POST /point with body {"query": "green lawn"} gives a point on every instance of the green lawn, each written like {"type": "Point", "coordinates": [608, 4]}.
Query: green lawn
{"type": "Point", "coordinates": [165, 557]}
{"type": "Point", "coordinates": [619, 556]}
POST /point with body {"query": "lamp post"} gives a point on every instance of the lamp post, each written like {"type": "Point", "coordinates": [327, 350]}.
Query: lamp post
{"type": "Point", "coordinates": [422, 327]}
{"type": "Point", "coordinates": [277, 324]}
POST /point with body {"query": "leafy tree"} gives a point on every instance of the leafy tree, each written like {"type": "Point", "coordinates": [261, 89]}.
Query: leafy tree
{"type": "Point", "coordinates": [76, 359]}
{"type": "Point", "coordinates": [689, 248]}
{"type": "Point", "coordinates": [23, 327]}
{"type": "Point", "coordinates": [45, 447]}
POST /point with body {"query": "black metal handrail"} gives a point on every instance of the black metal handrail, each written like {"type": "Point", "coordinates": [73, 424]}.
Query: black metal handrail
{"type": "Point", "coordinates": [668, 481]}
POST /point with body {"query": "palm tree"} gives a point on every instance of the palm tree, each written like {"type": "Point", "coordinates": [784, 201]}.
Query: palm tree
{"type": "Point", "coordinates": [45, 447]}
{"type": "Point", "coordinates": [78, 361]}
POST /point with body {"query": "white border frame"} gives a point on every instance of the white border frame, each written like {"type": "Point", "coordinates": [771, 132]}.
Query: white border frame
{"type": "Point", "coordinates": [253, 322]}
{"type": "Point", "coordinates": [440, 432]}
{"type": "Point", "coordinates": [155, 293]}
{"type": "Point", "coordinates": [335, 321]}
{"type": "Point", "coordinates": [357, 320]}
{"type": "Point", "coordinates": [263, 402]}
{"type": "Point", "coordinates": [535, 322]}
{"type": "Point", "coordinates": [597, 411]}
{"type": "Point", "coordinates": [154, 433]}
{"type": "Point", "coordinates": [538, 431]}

> **Task**
Print every line of the items above again, character for character, without changing or omitting anything.

> **Reply to the exercise**
POST /point with body {"query": "green lawn"} gives a point on every instance of the green lawn, each written like {"type": "Point", "coordinates": [608, 4]}.
Query: green lawn
{"type": "Point", "coordinates": [165, 557]}
{"type": "Point", "coordinates": [619, 556]}
POST /point with body {"query": "lamp post"} gives a point on every instance of the lamp post, each written like {"type": "Point", "coordinates": [327, 350]}.
Query: lamp post
{"type": "Point", "coordinates": [422, 327]}
{"type": "Point", "coordinates": [277, 324]}
POST /point with body {"query": "leafy tree"} gives a point on every instance of the leafy tree, each written like {"type": "Point", "coordinates": [261, 89]}.
Query: leafy tree
{"type": "Point", "coordinates": [76, 359]}
{"type": "Point", "coordinates": [689, 248]}
{"type": "Point", "coordinates": [23, 327]}
{"type": "Point", "coordinates": [45, 447]}
POST /point with body {"query": "black metal handrail"} gives a point on every instance of the black metal handrail, each written like {"type": "Point", "coordinates": [73, 424]}.
Query: black metal handrail
{"type": "Point", "coordinates": [668, 481]}
POST /point with body {"query": "palm tree"} gives a point on every instance of the palm tree, each written like {"type": "Point", "coordinates": [784, 201]}.
Query: palm tree
{"type": "Point", "coordinates": [45, 447]}
{"type": "Point", "coordinates": [78, 361]}
POST /point with body {"query": "white border frame"} gives a point on every instance of the white border frame, each written like {"type": "Point", "coordinates": [771, 132]}.
Query: white border frame
{"type": "Point", "coordinates": [253, 322]}
{"type": "Point", "coordinates": [440, 432]}
{"type": "Point", "coordinates": [155, 293]}
{"type": "Point", "coordinates": [335, 321]}
{"type": "Point", "coordinates": [357, 320]}
{"type": "Point", "coordinates": [263, 402]}
{"type": "Point", "coordinates": [535, 322]}
{"type": "Point", "coordinates": [597, 411]}
{"type": "Point", "coordinates": [154, 433]}
{"type": "Point", "coordinates": [538, 431]}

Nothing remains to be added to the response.